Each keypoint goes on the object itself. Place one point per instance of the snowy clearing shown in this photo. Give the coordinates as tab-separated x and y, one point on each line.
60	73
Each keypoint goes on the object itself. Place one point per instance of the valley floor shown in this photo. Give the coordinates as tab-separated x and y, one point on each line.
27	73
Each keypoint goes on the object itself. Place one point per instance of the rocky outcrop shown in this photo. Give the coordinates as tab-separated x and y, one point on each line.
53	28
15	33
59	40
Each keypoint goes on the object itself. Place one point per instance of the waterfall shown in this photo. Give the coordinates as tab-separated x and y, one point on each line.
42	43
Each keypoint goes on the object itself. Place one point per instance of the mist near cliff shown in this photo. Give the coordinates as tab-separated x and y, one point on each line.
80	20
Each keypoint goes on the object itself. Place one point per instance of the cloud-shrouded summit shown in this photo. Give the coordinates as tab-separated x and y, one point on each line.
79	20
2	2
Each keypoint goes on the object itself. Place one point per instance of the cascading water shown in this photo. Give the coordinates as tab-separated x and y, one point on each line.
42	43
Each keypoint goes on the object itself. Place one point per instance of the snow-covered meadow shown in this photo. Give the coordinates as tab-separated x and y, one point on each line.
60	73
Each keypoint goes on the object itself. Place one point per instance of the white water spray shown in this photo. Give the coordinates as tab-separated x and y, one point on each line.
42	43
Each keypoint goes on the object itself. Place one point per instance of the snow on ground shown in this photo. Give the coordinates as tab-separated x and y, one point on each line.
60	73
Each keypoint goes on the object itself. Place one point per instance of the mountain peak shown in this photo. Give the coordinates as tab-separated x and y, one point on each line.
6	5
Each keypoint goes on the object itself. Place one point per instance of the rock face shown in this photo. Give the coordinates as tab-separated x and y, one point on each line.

**What you have to do**
Can you convert every line above into a JSON list of strings, one string per line, with blank lines left out?

**In response**
[
  "Each keypoint goes on the object itself. Place one point per instance of the snowy clearing shown in this photo. Give the coordinates as tab-separated x and y, one point on each line.",
  "60\t73",
  "Each keypoint goes on the object itself. Place one point per instance of the valley floor shown in this photo. Give the coordinates as tab-separated x and y, one point on each line.",
  "27\t73",
  "Each keypoint goes on the object itself. Place one point per instance of the rocky outcrop shown in this photo. Give the coordinates as tab-separated x and y, one point on each line.",
  "53\t28",
  "15\t33",
  "59\t40",
  "Each keypoint goes on the object itself. Place one point per instance of the waterfall shown in this photo. Give the coordinates as tab-separated x and y, one point on each line.",
  "42\t43",
  "Each keypoint goes on the object itself. Place one point per instance of the mist near cliff shown in this photo. Give the coordinates as tab-separated x and y, one point on each line.",
  "80\t20",
  "Each keypoint goes on the object itself. Place one point per instance of the cloud-shrouded summit shown in this photo. Give the coordinates as tab-separated x and y, one point on each line.",
  "79\t20",
  "2\t2",
  "Each keypoint goes on the object itself. Place one point per instance of the cascading water shown in this photo. Give the coordinates as tab-separated x and y, one point on each line.",
  "42\t43",
  "Each keypoint goes on the object itself. Place one point per instance of the snow-covered meadow shown in this photo. Give the coordinates as tab-separated x and y, one point on each line.",
  "60\t73",
  "Each keypoint goes on the object itself. Place one point per instance of the white water spray shown in this photo. Give the coordinates as tab-separated x and y, one point on each line.",
  "42\t43",
  "Each keypoint goes on the object itself. Place one point per instance of the snow on ground shown in this photo. Give the coordinates as tab-separated x and y, one point on each line.",
  "60\t73",
  "Each keypoint goes on the object itself. Place one point per instance of the mountain peak shown in this photo. Give the coordinates as tab-separated x and y, one point on each line.",
  "6\t5",
  "Each keypoint goes on the object itself. Place one point per instance of the rock face shown in this photo. Give the coordinates as tab-separated x and y, one point on each line."
]